[Information]
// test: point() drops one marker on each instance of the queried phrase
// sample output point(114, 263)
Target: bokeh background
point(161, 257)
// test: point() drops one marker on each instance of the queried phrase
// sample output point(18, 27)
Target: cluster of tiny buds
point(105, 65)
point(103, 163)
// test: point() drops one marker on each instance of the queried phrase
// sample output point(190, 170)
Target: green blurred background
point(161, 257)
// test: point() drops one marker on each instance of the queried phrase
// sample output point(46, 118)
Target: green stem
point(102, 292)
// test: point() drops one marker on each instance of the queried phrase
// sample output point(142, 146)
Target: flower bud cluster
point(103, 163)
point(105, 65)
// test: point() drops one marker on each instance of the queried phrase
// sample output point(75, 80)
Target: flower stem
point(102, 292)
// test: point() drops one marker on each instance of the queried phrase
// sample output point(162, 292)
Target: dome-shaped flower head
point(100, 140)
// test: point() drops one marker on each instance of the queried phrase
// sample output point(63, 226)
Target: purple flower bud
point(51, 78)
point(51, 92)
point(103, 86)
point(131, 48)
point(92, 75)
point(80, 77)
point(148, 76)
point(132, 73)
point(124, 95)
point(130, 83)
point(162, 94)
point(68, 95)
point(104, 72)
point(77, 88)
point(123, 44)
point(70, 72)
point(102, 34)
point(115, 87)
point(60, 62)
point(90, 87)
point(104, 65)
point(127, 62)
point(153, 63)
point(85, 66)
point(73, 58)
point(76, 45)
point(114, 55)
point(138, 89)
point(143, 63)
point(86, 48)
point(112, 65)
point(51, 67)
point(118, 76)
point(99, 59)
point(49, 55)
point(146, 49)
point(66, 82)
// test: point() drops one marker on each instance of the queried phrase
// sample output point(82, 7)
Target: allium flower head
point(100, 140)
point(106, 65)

[Your objective] Your task is to copy every entry above, exactly as written.

[Exercise response]
// test: point() drops one marker on each instance of the queried phrase
// sample output point(114, 263)
Target: bokeh background
point(161, 257)
// test: point() drops one marker on each instance of the queried phrase
// sample output point(18, 27)
Target: cluster of tiny buds
point(105, 65)
point(103, 163)
// test: point() drops one marker on each instance of the queried phrase
// sample output point(190, 170)
Target: green blurred background
point(161, 257)
// test: point() drops one marker on each instance of the queried phrase
// sample output point(46, 118)
Target: green stem
point(102, 292)
// test: point() drops one marker on each instance of the queried phrase
// sample output point(142, 146)
Target: flower bud cluster
point(103, 163)
point(105, 65)
// test: point() drops one marker on each instance of the queried phrase
// sample output point(75, 80)
Target: flower stem
point(102, 292)
// test: point() drops one marker on each instance of the queried phrase
// sample output point(162, 292)
Target: dome-shaped flower head
point(100, 140)
// test: point() drops one marker on each instance of the queried phrase
// sample output point(63, 226)
Target: purple flower bud
point(51, 78)
point(51, 92)
point(103, 86)
point(131, 48)
point(92, 75)
point(80, 77)
point(148, 76)
point(132, 73)
point(124, 95)
point(130, 83)
point(162, 94)
point(68, 95)
point(104, 72)
point(77, 88)
point(123, 44)
point(70, 72)
point(102, 34)
point(115, 87)
point(60, 62)
point(90, 87)
point(104, 65)
point(127, 62)
point(153, 63)
point(85, 66)
point(73, 58)
point(76, 45)
point(114, 55)
point(138, 89)
point(143, 63)
point(86, 48)
point(112, 65)
point(51, 67)
point(118, 76)
point(99, 59)
point(49, 55)
point(146, 49)
point(66, 82)
// test: point() drops one marker on each instance of the queried phrase
// sample output point(82, 7)
Target: allium flower head
point(100, 140)
point(106, 65)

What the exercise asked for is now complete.